--- FRAGMENTO ---
Hay vasos comunicantes entre poesía y política. Hay historias donde los poetas se convierten en íconos de su momento histórico, como Miguel Hernández con la República Española, Pablo Neruda con el Chile de Allende, Nicolás Guillén con la Revolución Cubana o el mismo José Hernández, el intelectual de la montonera más vilipendiada por la historia oficial, que terminó convirtiéndose en el poeta nacional, expresión de una identidad, a pesar de haberse levantado en armas tres veces junto al general López Jordán contra Mitre y Sarmiento. Son los poetas que están del lado de la justicia y los débiles, de los que pierden batallas pero ganan guerras en otras dimensiones. Aciertan y se equivocan como cualquier mortal pero tienen una relación indescifrable, involuntaria y privilegiada con la historia.
--- DATOS MOSTRADOS ---
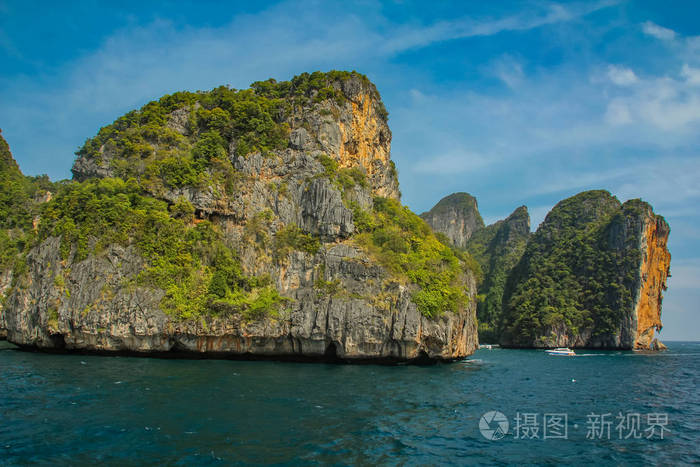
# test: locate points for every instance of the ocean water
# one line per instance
---
* _EJERCICIO BREVE 1_
¿Cuántas veces se levantó en armas José Hernández junto al general López Jordán, según el fragmento?
* _EJERCICIO BREVE 2_
Traduce al inglés esta oración del fragmento: "Son los poetas que están del lado de la justicia y los débiles, de los que pierden batallas pero ganan guerras en otras dimensiones."

* _RESPUESTA COMPLETA 1_
Se levantó en armas tres veces.

* _RESPUESTA COMPLETA 2_
They are the poets who stand on the side of justice and the weak, of those who lose battles but win wars in other dimensions.